--- Start Passage given ---

One parent’s account of caring:

Read with a grain of salt

The Triggers and The Blink

A story of rage, restraint, and falling flat on your face in front of kids with crutches
It had been a rough few days.
Yes—this is right after those three magical days where I thought, “Wow. I got this. I’m built for this. I should write a book on how to manage Angelman Syndrome and still thrive.”
Well, that dream nosedived quicker than my Wi-Fi during a Teams meeting.
Now, everything I do is tied to how he is.
And he was in chaos. Deep chaos.
Restless. Overstimulated. Irritated. Not sleeping.
Which meant I was not sleeping. I was overstimulated. I was irritated.
And one wrong look at me? Would’ve made me snap and take your head off—politely, of course. Now, I consider myself to be quite and shy…at work seen is calm and collected
So that morning, I was wrecked.
Barely standing. Running on fumes.
And I had a bilateral meeting with my manager in just a couple hours. But first, I had to drop off my son at the care center.
The plan was simple.
No drama. No energy wasted. Maximum efficiency.
I parked as close to the building as I could—right in front of the first gate.

--- End Passage given ---
--- Start Rows ---

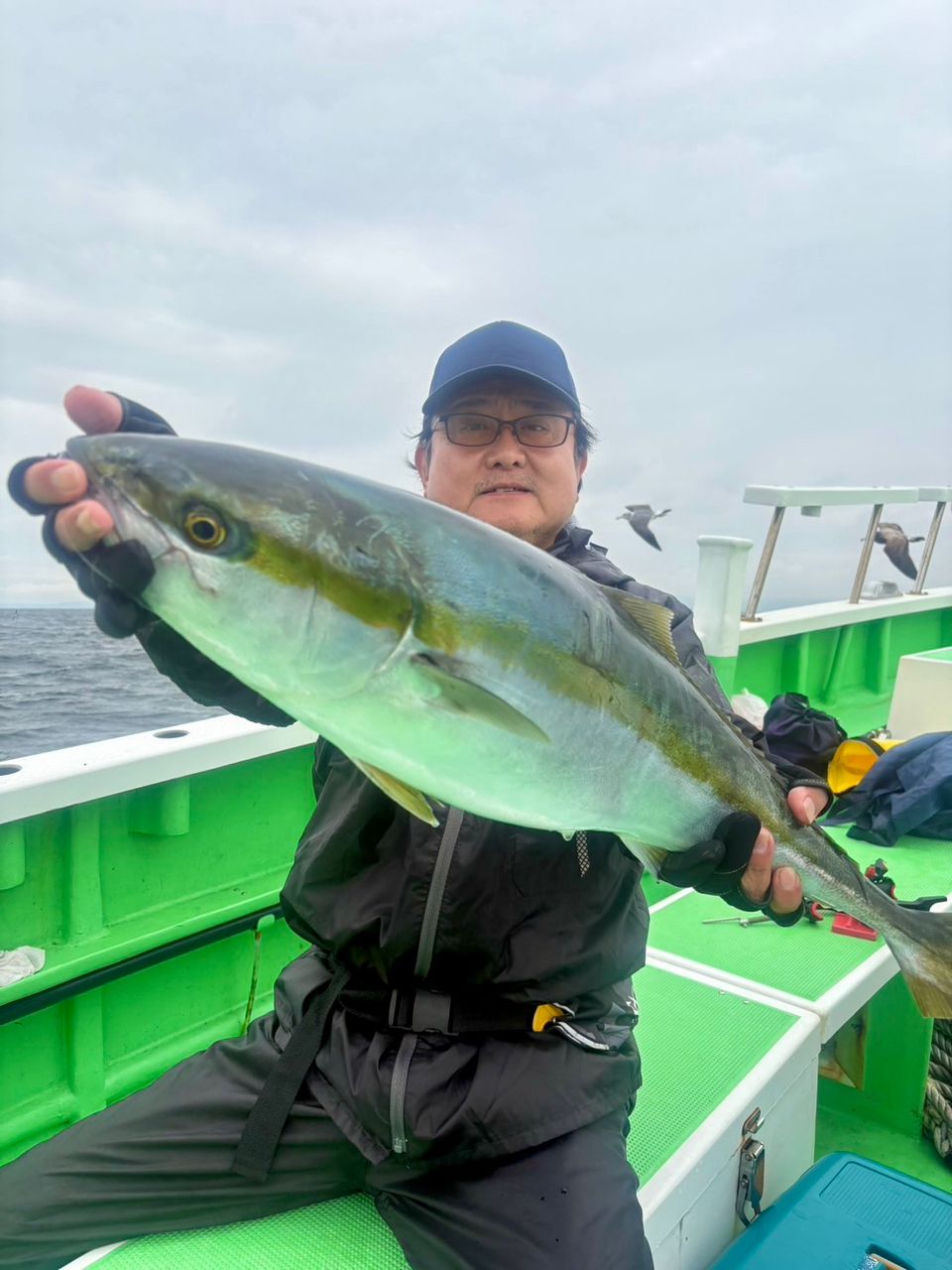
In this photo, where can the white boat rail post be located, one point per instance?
(811, 502)
(720, 592)
(939, 495)
(749, 613)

--- End Rows ---

# Stated problem
Return the whole parent's caregiving account from the top of the page, word for word.

# Answer below
One parent’s account of caring:

Read with a grain of salt

The Triggers and The Blink

A story of rage, restraint, and falling flat on your face in front of kids with crutches
It had been a rough few days.
Yes—this is right after those three magical days where I thought, “Wow. I got this. I’m built for this. I should write a book on how to manage Angelman Syndrome and still thrive.”
Well, that dream nosedived quicker than my Wi-Fi during a Teams meeting.
Now, everything I do is tied to how he is.
And he was in chaos. Deep chaos.
Restless. Overstimulated. Irritated. Not sleeping.
Which meant I was not sleeping. I was overstimulated. I was irritated.
And one wrong look at me? Would’ve made me snap and take your head off—politely, of course. Now, I consider myself to be quite and shy…at work seen is calm and collected
So that morning, I was wrecked.
Barely standing. Running on fumes.
And I had a bilateral meeting with my manager in just a couple hours. But first, I had to drop off my son at the care center.
The plan was simple.
No drama. No energy wasted. Maximum efficiency.
I parked as close to the building as I could—right in front of the first gate.